*** Page extract ***
Friday, September 10, 2010

Long Distance Runners Have More Coronary Plaque?

A group of elite long-distance runners had less body fat, better lipid profiles, and better heart rates than people being tested for cardiac disease, but, paradoxically, the runners had more calcified plaque in their heart arteries, according to a new study…

Investigators performed computed tomography angiography on 25 people who had run at least one marathon a year since 1985, according to senior author Robert Schwartz, MD, of the Minneapolis Heart Institute and Foundation. They compared the athletes with 23 control patients who were undergoing the same scan for symptomatic or suspected heart abnormalities.

In controls, the calcium plaque volume was 169 mm3 compared with 274 mm3 for the elite runners (P=0.028), the researchers reported at the American College of Cardiology meeting. The runners also had a higher calcium score and higher non-calcified plaque volume, although those differences did not reach statistical significance.

Lead author Jonathan Schwartz, MD, of the University of Colorado Health Science Center in Denver stated that the reasons for the high calcified plaque readings among hard-core athletes are elusive, "but the [runners'] favorable factors may be counterbalanced by metabolic and mechanical factors that enhance coronary plaque growth."

"You have to consider that these runners may be in a constant state of inflammation, and that may be why we are seeing more plaque," added Schwartz.

He said the researchers, who originally set out to compare their results with European studies using electron beam CT, sent letters to elite runners identified as having completed at least one marathon race in each of the last 25 years. "All the runners we contacted agreed to be in the study," he noted.

The investigators also identified a control group of 23 men who were undergoing coronary CT angiography for clinical reasons, typically for elevated risk factors or abnormal or/inconclusive stress tests.

The participants underwent 64-slice computed tomography angiography and were compared for blood pressure, heart rate, and serum lipids. The scan data were analyzed using commercial plaque characterization software for calcified and non-calcified plaque and calcium score.

No one is sure exactly what the plaque findings mean.

"I'm not sure you can make much from these data," added Maria Rosa Costanzo, MD, a spokesperson for the American Heart Association and medical director of the Edward Hospital Center for Advanced Heart Failure in Naperville, Ill. "We don't have any idea of the outcomes of these patients."

She also noted that the number of patients in the study was small.

But the investigators aren't finished. "More subjects are under study for clarification of these results," said the younger Schwartz.
*** End of Page extract ***
From the article on long-distance runners and coronary plaque, reproduce word for word the passage that starts at the words "No one is sure" and ends after the words "the younger Schwartz.".
*** Dataset extract ***
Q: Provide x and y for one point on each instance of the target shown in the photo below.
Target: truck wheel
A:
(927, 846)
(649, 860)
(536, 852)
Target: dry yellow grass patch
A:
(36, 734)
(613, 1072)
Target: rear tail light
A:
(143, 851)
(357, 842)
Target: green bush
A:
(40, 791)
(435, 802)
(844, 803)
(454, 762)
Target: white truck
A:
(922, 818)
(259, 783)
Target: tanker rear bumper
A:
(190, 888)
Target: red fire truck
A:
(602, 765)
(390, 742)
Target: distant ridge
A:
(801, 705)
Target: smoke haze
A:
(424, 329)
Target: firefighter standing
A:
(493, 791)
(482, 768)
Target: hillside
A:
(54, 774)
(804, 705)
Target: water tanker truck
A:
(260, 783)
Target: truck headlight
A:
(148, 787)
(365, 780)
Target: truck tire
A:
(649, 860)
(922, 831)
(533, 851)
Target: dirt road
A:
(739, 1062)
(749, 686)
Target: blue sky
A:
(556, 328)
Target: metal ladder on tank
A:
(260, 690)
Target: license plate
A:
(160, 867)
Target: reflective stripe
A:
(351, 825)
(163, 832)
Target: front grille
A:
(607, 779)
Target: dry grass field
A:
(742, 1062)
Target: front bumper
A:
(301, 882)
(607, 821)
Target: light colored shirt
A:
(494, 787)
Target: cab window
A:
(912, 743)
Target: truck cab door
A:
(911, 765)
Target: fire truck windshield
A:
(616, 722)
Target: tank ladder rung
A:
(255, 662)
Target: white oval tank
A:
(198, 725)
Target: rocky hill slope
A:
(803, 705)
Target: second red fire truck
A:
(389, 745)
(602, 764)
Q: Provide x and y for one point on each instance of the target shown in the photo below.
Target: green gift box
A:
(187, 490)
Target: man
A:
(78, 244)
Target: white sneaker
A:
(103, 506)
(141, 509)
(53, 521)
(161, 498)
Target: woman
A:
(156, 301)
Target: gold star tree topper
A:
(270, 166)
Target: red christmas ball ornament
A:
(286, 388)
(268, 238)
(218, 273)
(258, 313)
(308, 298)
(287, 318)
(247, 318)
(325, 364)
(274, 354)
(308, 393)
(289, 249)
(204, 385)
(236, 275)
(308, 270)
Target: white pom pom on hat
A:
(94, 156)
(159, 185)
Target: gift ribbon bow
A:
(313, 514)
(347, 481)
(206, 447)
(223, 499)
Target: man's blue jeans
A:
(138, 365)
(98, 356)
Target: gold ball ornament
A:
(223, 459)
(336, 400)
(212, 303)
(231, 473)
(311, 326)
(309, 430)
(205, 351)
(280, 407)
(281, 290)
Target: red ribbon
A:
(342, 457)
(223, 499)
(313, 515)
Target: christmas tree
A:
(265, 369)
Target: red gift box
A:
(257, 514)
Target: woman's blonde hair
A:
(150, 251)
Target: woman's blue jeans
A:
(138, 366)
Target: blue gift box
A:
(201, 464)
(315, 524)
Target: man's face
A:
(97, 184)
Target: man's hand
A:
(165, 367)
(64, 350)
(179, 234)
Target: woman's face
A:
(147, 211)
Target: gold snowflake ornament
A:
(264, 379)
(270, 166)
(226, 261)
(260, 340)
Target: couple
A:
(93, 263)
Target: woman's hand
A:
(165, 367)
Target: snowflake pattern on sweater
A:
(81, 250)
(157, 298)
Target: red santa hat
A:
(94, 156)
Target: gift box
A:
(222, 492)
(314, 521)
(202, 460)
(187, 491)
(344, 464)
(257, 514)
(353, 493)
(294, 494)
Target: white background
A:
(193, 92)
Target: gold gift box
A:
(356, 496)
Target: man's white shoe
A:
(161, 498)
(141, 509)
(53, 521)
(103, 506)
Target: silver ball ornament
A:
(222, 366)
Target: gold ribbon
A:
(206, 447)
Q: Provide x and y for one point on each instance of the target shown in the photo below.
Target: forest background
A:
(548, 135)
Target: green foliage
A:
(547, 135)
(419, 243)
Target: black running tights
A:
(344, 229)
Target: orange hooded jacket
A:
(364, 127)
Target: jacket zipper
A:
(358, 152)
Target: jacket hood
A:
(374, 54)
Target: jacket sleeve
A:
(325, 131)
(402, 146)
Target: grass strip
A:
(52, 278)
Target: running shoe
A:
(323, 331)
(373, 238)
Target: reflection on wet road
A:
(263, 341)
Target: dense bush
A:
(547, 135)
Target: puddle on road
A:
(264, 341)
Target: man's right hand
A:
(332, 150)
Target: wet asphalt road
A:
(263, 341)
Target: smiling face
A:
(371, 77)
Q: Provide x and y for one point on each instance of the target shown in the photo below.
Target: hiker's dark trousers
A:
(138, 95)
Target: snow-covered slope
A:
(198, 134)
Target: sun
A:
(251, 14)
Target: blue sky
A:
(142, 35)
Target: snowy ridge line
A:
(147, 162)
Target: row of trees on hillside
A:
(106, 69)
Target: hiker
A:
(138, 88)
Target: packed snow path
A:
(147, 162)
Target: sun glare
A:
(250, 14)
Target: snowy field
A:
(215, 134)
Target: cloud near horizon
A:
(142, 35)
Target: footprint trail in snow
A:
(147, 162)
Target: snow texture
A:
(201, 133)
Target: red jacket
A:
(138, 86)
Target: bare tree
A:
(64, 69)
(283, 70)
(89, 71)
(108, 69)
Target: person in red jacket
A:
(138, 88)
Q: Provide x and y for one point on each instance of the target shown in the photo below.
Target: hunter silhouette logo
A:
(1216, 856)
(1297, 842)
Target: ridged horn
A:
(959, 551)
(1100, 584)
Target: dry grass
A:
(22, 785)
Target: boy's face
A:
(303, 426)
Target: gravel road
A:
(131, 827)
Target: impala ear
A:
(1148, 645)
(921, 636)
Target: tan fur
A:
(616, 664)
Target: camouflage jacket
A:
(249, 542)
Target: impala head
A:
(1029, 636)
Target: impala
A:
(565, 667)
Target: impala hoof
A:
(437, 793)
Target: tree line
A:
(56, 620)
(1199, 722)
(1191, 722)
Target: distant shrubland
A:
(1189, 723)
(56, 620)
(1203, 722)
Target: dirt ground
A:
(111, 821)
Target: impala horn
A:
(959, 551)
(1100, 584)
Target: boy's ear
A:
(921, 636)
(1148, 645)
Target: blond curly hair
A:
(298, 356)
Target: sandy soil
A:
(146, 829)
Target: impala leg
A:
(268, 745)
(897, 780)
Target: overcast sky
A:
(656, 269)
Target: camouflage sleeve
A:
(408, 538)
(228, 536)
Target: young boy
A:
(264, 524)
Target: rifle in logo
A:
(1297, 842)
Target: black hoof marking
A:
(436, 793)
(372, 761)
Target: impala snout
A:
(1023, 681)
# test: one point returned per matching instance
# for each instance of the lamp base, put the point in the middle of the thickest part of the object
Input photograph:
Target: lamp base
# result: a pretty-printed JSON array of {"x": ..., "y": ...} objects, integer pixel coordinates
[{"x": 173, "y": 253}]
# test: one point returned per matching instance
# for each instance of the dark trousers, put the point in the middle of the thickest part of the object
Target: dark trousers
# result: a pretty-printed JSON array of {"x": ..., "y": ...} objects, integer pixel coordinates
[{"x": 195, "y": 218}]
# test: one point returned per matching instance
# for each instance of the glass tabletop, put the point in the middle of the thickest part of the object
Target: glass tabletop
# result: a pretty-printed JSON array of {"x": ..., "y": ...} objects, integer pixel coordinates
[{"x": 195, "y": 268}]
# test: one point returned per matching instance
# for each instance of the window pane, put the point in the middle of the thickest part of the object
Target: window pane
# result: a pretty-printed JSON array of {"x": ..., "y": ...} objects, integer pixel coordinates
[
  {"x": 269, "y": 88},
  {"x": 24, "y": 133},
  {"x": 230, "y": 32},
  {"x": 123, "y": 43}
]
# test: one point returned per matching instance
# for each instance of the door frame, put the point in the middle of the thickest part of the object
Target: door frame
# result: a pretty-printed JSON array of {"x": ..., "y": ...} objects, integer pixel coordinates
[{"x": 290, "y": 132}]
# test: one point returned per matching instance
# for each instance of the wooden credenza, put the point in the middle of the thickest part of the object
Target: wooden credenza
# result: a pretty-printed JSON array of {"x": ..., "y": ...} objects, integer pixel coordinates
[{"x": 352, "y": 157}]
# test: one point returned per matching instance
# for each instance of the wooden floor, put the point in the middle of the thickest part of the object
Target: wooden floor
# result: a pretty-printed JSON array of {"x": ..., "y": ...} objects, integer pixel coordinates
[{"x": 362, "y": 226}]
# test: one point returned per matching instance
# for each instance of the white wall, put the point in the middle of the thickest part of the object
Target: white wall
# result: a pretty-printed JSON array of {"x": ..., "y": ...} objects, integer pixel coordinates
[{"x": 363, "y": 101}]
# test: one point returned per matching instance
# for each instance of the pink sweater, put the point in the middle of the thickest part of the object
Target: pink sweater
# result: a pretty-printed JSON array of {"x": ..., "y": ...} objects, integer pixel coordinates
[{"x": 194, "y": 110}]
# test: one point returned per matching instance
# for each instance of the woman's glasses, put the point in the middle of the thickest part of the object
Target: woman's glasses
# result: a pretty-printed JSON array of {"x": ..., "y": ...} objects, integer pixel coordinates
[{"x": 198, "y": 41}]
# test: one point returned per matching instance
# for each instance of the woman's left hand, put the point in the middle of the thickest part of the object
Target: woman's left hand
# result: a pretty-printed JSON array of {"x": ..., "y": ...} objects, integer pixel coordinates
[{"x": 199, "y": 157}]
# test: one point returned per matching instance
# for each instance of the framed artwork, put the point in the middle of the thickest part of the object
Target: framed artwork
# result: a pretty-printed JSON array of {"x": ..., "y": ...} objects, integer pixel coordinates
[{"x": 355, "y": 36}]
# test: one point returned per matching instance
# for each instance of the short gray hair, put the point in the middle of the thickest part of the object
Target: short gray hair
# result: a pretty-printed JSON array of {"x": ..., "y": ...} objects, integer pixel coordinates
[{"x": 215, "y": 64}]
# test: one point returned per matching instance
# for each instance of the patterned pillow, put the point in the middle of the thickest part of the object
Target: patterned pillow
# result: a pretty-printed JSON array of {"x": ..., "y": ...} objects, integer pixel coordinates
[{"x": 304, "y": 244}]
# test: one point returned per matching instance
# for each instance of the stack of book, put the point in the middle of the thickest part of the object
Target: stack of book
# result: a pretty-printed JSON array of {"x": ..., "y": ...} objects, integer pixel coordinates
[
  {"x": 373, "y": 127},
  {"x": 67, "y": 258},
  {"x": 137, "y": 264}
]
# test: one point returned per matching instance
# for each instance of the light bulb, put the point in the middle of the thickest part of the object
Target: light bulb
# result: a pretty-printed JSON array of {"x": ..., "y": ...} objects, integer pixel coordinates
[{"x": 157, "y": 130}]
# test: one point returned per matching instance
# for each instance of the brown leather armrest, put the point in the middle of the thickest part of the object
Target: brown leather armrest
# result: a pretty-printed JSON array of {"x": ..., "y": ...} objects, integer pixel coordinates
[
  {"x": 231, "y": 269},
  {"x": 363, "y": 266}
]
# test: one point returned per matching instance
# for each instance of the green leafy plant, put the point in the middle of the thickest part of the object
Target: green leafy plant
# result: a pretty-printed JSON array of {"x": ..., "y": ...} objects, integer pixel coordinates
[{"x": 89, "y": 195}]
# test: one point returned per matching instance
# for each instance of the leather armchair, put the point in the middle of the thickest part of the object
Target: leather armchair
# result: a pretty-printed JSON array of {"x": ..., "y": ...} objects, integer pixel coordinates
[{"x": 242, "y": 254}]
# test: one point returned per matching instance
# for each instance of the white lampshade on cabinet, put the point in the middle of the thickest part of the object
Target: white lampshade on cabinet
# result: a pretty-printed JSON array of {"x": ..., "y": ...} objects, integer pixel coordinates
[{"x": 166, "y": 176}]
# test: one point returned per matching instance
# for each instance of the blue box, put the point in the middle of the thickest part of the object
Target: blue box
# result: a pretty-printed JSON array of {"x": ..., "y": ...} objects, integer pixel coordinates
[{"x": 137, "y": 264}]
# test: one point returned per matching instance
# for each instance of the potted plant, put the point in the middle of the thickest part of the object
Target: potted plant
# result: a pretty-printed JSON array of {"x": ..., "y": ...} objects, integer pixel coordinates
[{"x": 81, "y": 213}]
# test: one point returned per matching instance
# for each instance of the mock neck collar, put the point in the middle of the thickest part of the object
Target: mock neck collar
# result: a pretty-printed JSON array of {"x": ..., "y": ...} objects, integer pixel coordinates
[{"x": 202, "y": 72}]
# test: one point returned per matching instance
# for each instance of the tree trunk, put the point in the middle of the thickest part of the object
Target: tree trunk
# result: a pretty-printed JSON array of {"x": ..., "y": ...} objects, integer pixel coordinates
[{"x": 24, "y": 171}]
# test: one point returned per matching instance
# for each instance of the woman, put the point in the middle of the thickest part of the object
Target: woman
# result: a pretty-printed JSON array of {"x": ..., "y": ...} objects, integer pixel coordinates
*** End of Dataset extract ***
| Answer section |
No one is sure exactly what the plaque findings mean.

"I'm not sure you can make much from these data," added Maria Rosa Costanzo, MD, a spokesperson for the American Heart Association and medical director of the Edward Hospital Center for Advanced Heart Failure in Naperville, Ill. "We don't have any idea of the outcomes of these patients."

She also noted that the number of patients in the study was small.

But the investigators aren't finished. "More subjects are under study for clarification of these results," said the younger Schwartz.